# MAC Warehouse haul!



## koolkatz (Mar 21, 2007)

I went to my first MAC/EL warehouse sale this weekend in Markham (just north of Toronto).  Lots of colour cosmetics were sold out by the time I got there though =(

All prices in Canadian $.

MAC:
Fiction e/s pan $2
Blue Edge e/s pot $8
Marisheeno l/s $9
Bourbon l/s $9
Jellybabe lipgelee $9
Fix+ $7

FREE GIFT:
Saplicious lipgelee

Gift with $5 donation to Viva Glam AIDS foundation:
Cellopink lipgelee
Bronze & Brazen Lip Polish
Speed Demon Lip Polish
Oil Control Lotion

DKNY:
Be Delicious body mist $25

Clinique:
Repairwear serum $30
Cream shaper in Frosty $7
Long Pretty Lashes mascara $8

Origins:
Night-a-Mins eye cream $15

Grassroots:
Ends Well hair cream $7


----------



## Juneplum (Mar 21, 2007)

that's still a pretty darn good haul tho!!!


----------



## Holly (Mar 21, 2007)

Lucky! Those are amaaazing prices! Great haul


----------



## Kim. (Mar 21, 2007)

WOW!!! Where exactly in markham is this because that's really close to me!


----------



## HayleyVengeance (Mar 21, 2007)

[Labeled shape records]
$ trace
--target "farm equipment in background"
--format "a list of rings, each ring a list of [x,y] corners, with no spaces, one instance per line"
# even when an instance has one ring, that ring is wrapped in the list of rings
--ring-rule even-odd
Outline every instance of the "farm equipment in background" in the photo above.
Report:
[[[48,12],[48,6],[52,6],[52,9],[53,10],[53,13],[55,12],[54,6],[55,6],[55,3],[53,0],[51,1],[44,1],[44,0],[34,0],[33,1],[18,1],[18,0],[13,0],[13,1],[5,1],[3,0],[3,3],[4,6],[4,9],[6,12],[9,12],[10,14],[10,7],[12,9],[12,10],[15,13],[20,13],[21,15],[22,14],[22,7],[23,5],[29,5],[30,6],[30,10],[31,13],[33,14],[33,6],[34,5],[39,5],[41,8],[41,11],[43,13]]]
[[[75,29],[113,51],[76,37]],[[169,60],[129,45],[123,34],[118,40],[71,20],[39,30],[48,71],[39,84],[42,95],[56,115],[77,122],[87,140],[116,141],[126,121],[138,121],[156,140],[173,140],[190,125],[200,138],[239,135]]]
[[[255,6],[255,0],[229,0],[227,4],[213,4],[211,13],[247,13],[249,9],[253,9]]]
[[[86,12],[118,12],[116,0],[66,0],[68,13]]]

...

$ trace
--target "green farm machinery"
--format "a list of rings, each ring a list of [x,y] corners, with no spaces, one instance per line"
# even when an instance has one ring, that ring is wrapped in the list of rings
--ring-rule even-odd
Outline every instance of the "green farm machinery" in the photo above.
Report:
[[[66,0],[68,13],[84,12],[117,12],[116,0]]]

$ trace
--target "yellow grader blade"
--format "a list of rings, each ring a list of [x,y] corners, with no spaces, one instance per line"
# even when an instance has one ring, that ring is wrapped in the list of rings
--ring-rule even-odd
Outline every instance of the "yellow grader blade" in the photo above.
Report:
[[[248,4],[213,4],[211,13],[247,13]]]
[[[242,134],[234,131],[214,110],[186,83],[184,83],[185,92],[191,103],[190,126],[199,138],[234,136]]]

...

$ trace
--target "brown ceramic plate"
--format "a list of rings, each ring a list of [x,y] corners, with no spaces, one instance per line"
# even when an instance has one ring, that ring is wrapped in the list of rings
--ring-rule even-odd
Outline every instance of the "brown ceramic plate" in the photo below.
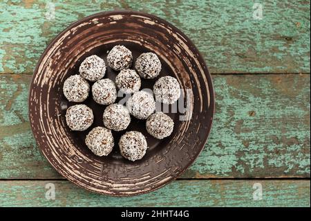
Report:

» Actions to take:
1. In the warehouse haul thread, list every item the first poster received as a gift with a $5 donation to the Viva Glam AIDS foundation.
2. Pick up the warehouse haul thread where it stops and write the next part.

» Task results:
1.
- Cellopink lipgelee
- Bronze & Brazen Lip Polish
- Speed Demon Lip Polish
- Oil Control Lotion

2.
Quote:

   Originally Posted by *Kim.* 

 
_WOW!!! Where exactly in markham is this because that's really close to me!_

 
yeah were is it?!


----------



## V2LUCKY (Mar 21, 2007)

Lucky! I would die to go to one of those sales, too bad there isn't any here in the US.


----------



## kalice (Mar 21, 2007)

awww... how did you get an invite/ticket to go? Its so close... yet so exclusive


----------



## n_c (Mar 21, 2007)

very nice!


----------



## ExquisiteImages (Mar 22, 2007)

You got a great bargain! Wish I can score such great makeup at great deals like that.


----------



## MsCuppyCakes (Mar 22, 2007)

Awesome, enjoy your goodies!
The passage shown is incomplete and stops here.